[Written task] Quote, verbatim, all material below, without pictures.

[Listing]
====
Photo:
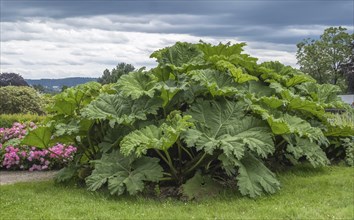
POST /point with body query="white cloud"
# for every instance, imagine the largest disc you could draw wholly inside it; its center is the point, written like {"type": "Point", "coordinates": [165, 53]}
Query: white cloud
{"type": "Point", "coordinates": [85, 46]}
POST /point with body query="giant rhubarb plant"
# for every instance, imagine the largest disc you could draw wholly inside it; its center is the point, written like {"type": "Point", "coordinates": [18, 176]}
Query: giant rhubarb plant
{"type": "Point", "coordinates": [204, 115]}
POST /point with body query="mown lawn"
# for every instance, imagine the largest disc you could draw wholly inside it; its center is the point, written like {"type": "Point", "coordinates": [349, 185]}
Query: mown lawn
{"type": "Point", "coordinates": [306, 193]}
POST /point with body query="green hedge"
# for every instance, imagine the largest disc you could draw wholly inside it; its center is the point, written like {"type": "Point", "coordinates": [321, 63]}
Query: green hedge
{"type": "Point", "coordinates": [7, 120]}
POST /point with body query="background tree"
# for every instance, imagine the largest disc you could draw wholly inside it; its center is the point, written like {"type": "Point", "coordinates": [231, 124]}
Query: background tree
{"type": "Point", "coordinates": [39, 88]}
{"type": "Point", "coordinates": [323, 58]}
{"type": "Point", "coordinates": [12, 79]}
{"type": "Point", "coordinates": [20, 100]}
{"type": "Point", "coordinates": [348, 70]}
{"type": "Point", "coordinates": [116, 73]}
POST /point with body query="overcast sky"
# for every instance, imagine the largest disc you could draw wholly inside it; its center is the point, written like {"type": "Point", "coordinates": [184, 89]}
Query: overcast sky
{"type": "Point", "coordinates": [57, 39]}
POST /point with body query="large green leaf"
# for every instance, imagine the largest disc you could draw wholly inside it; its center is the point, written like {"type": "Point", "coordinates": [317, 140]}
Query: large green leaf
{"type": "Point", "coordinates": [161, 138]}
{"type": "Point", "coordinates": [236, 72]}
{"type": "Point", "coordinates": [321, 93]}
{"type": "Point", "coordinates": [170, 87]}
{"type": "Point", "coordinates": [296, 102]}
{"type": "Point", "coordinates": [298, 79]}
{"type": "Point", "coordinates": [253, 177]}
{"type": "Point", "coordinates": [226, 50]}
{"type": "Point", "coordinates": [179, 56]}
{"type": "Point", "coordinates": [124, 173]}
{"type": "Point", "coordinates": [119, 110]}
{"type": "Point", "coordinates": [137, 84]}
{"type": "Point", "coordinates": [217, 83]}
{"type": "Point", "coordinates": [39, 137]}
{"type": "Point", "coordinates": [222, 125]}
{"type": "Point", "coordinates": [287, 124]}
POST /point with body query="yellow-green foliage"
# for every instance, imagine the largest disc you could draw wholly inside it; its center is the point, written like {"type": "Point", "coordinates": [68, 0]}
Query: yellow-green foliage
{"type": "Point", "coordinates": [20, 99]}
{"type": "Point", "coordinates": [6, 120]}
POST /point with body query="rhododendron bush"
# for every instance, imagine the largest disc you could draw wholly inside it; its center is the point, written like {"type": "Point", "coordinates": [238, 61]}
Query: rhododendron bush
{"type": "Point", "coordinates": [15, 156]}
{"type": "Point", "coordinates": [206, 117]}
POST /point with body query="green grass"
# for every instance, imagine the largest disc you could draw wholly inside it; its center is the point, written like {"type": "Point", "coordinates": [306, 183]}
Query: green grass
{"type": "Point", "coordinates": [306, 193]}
====
[Response to this task]
Photo:
POST /point with body query="white cloud"
# for every instance, imagine the largest disc you could draw wholly inside it; its center is the point, written like {"type": "Point", "coordinates": [165, 53]}
Query: white cloud
{"type": "Point", "coordinates": [85, 46]}
POST /point with body query="giant rhubarb plant"
# for every instance, imagine the largest disc you could draw wholly inside it; its center is the point, written like {"type": "Point", "coordinates": [18, 176]}
Query: giant rhubarb plant
{"type": "Point", "coordinates": [204, 115]}
POST /point with body query="mown lawn"
# for every instance, imagine the largest disc you could draw wholly inside it; its center is the point, written like {"type": "Point", "coordinates": [349, 185]}
Query: mown lawn
{"type": "Point", "coordinates": [306, 193]}
POST /point with body query="green hedge"
# for every instance, imagine the largest disc you could draw wholly inside it; its center is the point, written like {"type": "Point", "coordinates": [321, 63]}
Query: green hedge
{"type": "Point", "coordinates": [7, 120]}
POST /point with body query="background tree"
# for every instance, imagine the largest disc you could draw wholly inside it; its center is the point, written like {"type": "Point", "coordinates": [231, 124]}
Query: background tree
{"type": "Point", "coordinates": [39, 88]}
{"type": "Point", "coordinates": [323, 58]}
{"type": "Point", "coordinates": [12, 79]}
{"type": "Point", "coordinates": [20, 100]}
{"type": "Point", "coordinates": [348, 70]}
{"type": "Point", "coordinates": [116, 73]}
POST /point with body query="overcast sky"
# for every instance, imagine the largest disc you could draw wholly inside it; its center is the point, written like {"type": "Point", "coordinates": [184, 89]}
Query: overcast sky
{"type": "Point", "coordinates": [57, 39]}
POST /point with body query="large green leaf"
# for every instance, imagine the largest disc you could draw wholly inside it; its center is the point, written like {"type": "Point", "coordinates": [317, 140]}
Query: large green leaf
{"type": "Point", "coordinates": [161, 138]}
{"type": "Point", "coordinates": [236, 72]}
{"type": "Point", "coordinates": [321, 93]}
{"type": "Point", "coordinates": [170, 87]}
{"type": "Point", "coordinates": [296, 102]}
{"type": "Point", "coordinates": [298, 79]}
{"type": "Point", "coordinates": [253, 177]}
{"type": "Point", "coordinates": [226, 50]}
{"type": "Point", "coordinates": [179, 56]}
{"type": "Point", "coordinates": [124, 173]}
{"type": "Point", "coordinates": [119, 110]}
{"type": "Point", "coordinates": [137, 84]}
{"type": "Point", "coordinates": [217, 83]}
{"type": "Point", "coordinates": [39, 137]}
{"type": "Point", "coordinates": [222, 125]}
{"type": "Point", "coordinates": [287, 124]}
POST /point with body query="yellow-green foliage"
# for every instance, imagine the largest disc you could draw wholly inside it; its center is the point, written like {"type": "Point", "coordinates": [68, 0]}
Query: yellow-green foliage
{"type": "Point", "coordinates": [20, 99]}
{"type": "Point", "coordinates": [6, 120]}
POST /point with body query="rhododendron bush"
# for every instance, imagine the largest disc you could draw wholly inside it; its center is the point, written like {"type": "Point", "coordinates": [238, 61]}
Query: rhododendron bush
{"type": "Point", "coordinates": [15, 156]}
{"type": "Point", "coordinates": [206, 117]}
POST /point with body query="green grass"
# for every instance, imagine the largest disc you could draw wholly inside it; its center is the point, written like {"type": "Point", "coordinates": [306, 183]}
Query: green grass
{"type": "Point", "coordinates": [306, 193]}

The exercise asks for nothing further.